| 原文 |
マイナー作曲家の楽譜をどこで入手するか

皆さまこんにちは。今回は、知名度・演奏頻度が低い曲の楽譜を手に入れる方法を紹介します。
筆者が知っている方法を、便利な点、不便な点あわせて書いているので、参考になれば嬉しいです。
ちなみにこの記事は、筆者がピアノ曲の楽譜を探す際の方法を書いており、他の楽器や声楽をされている方も基本的に使えると思いますが、古楽器をされている方などには当てはまらない内容もあると思うのでご了承下さい。
また、他に便利な方法をご存じの方も当然いらっしゃるでしょうから、良い方法をコメントなどでご紹介いただければ、筆者が試して追記していきたいと思います。

【実物を見て入手する方法】
・実店舗で購入する
楽譜に限らず、ものを買う時に一番確実な方法ですよね。現物を見てその場で手に入れられる・それまで知らなかったものに出会えるのは一番のメリットだといえます。
ただマイナーな作曲家の楽譜や、演奏頻度の少ない楽器・編成の楽譜(例えばパイプオルガンの楽譜や室内楽の楽譜など)を扱っている店舗は東京や大阪など大都市圏に限られています。筆者は都内在住ですが、地方出身の名残なのかマイナーな曲の楽譜を店で買う習慣は未だにありません。笑
それほどマイナーでないピアノソロの楽譜か、室内楽の楽譜を銀座のヤマハで買うことが多いです。

| データ抜粋 |

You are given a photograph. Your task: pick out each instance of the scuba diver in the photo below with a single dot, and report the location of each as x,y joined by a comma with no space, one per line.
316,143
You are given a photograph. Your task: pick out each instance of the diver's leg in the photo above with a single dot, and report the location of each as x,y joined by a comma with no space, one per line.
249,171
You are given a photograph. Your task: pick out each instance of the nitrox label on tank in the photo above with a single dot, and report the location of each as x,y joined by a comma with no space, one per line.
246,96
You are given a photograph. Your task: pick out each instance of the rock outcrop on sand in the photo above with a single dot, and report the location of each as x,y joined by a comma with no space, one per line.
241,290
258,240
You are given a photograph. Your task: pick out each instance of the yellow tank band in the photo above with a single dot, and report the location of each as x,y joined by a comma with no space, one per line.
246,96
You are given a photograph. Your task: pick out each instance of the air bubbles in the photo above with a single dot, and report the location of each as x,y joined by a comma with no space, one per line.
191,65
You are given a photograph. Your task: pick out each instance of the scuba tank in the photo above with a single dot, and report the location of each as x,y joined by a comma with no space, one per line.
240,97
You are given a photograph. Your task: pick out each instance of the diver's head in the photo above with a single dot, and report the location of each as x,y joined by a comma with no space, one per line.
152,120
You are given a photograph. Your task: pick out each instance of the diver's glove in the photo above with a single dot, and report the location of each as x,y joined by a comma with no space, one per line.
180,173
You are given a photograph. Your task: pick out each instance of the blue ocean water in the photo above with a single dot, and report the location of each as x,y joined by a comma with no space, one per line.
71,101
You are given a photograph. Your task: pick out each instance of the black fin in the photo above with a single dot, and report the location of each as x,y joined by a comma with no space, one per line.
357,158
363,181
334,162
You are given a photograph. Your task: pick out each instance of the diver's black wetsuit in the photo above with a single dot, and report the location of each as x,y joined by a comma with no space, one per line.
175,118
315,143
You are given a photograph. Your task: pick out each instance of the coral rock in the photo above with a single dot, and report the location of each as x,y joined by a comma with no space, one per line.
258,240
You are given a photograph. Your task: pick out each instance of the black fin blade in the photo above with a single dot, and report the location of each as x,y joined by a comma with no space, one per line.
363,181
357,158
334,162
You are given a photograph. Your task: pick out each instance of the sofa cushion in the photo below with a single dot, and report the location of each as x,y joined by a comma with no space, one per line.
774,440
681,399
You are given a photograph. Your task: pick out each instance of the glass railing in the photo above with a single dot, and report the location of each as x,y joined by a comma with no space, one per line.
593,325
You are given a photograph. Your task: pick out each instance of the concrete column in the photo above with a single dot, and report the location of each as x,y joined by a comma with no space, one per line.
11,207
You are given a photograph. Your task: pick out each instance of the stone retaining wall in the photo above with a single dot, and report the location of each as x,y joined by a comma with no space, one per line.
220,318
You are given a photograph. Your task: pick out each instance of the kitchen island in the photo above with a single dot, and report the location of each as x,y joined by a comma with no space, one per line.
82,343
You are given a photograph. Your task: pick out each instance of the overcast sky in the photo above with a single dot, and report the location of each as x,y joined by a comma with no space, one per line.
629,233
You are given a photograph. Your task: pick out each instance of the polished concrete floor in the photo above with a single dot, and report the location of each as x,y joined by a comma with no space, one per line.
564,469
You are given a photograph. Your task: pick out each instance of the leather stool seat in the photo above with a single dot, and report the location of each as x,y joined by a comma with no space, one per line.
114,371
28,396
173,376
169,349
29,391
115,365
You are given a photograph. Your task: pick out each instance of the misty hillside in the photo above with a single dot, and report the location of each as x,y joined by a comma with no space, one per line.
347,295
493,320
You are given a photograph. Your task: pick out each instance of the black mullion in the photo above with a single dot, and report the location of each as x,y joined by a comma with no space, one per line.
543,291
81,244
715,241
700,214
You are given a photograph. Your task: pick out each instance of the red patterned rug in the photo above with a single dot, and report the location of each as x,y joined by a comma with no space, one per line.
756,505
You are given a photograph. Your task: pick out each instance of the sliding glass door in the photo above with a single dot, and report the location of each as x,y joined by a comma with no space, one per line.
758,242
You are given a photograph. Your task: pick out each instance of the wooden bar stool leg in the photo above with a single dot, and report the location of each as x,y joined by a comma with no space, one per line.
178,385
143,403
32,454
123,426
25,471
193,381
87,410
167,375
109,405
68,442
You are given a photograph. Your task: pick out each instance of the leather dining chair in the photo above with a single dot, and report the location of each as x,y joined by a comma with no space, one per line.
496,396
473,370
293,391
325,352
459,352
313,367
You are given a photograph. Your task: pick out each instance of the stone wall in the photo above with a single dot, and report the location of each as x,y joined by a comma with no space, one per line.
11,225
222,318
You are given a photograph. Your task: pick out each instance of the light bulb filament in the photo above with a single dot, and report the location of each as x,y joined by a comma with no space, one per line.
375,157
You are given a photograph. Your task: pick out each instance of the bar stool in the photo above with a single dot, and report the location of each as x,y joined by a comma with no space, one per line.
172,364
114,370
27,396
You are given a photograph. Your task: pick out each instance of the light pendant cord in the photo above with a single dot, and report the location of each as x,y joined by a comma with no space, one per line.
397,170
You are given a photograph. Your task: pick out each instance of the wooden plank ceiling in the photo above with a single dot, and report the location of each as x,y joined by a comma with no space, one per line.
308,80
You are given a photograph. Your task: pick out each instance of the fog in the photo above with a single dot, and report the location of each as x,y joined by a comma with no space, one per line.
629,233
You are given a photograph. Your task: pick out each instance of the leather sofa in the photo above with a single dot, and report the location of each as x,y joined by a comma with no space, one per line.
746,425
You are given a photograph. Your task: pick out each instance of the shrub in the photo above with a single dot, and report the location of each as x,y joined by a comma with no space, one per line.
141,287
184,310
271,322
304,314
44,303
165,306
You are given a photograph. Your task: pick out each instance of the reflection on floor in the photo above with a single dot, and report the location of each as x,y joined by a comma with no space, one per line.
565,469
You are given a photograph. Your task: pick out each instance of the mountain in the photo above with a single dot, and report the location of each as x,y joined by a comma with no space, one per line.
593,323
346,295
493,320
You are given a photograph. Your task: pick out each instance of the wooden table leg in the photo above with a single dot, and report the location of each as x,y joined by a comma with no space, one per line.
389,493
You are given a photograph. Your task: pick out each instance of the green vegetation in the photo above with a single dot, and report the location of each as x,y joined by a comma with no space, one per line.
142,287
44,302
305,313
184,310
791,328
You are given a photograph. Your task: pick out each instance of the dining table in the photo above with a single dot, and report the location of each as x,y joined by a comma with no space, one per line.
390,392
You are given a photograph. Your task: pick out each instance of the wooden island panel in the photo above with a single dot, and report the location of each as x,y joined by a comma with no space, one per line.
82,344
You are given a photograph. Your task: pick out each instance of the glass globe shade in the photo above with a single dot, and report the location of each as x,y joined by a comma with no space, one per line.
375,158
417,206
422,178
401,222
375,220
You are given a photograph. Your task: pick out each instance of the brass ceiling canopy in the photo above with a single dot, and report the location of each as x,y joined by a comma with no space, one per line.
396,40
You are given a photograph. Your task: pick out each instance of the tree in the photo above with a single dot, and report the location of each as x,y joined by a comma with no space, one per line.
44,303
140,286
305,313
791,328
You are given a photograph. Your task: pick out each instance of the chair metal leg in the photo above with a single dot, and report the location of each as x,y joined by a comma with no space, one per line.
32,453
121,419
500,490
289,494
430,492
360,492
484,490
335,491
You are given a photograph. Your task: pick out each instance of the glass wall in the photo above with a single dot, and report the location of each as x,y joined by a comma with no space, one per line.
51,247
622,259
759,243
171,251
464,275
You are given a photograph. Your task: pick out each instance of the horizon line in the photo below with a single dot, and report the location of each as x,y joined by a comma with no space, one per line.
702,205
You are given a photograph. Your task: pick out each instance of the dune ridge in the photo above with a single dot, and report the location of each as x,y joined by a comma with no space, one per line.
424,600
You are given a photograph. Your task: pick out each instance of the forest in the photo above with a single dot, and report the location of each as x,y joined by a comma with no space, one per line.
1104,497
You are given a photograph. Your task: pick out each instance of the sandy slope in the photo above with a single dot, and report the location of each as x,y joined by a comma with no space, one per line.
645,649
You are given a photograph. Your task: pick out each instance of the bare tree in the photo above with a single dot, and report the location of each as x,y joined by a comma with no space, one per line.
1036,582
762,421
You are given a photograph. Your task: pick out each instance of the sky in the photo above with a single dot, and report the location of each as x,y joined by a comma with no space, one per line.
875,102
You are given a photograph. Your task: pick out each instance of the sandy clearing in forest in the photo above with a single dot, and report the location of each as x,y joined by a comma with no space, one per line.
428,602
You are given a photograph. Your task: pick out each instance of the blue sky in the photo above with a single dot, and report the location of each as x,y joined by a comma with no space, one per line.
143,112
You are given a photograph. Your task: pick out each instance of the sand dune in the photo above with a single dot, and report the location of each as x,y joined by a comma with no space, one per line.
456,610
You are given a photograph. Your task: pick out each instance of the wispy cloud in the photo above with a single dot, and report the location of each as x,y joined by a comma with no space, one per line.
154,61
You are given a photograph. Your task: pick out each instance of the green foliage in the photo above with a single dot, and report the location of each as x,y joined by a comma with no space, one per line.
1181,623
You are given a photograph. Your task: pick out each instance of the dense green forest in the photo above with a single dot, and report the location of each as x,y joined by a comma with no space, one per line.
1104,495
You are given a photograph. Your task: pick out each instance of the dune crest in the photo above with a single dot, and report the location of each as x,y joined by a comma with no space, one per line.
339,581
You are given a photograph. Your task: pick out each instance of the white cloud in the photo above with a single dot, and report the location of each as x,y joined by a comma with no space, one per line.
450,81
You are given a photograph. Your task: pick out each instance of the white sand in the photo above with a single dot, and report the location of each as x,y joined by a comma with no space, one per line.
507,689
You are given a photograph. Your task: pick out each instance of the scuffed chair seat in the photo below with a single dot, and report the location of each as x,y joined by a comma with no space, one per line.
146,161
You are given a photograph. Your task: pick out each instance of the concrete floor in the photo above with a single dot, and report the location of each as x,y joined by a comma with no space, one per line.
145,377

| やること |
上に示した楽譜の入手方法についての文章を、一字一句変えずに全文書き写してください。

| 回答全文 |
マイナー作曲家の楽譜をどこで入手するか

皆さまこんにちは。今回は、知名度・演奏頻度が低い曲の楽譜を手に入れる方法を紹介します。
筆者が知っている方法を、便利な点、不便な点あわせて書いているので、参考になれば嬉しいです。
ちなみにこの記事は、筆者がピアノ曲の楽譜を探す際の方法を書いており、他の楽器や声楽をされている方も基本的に使えると思いますが、古楽器をされている方などには当てはまらない内容もあると思うのでご了承下さい。
また、他に便利な方法をご存じの方も当然いらっしゃるでしょうから、良い方法をコメントなどでご紹介いただければ、筆者が試して追記していきたいと思います。

【実物を見て入手する方法】
・実店舗で購入する
楽譜に限らず、ものを買う時に一番確実な方法ですよね。現物を見てその場で手に入れられる・それまで知らなかったものに出会えるのは一番のメリットだといえます。
ただマイナーな作曲家の楽譜や、演奏頻度の少ない楽器・編成の楽譜(例えばパイプオルガンの楽譜や室内楽の楽譜など)を扱っている店舗は東京や大阪など大都市圏に限られています。筆者は都内在住ですが、地方出身の名残なのかマイナーな曲の楽譜を店で買う習慣は未だにありません。笑
それほどマイナーでないピアノソロの楽譜か、室内楽の楽譜を銀座のヤマハで買うことが多いです。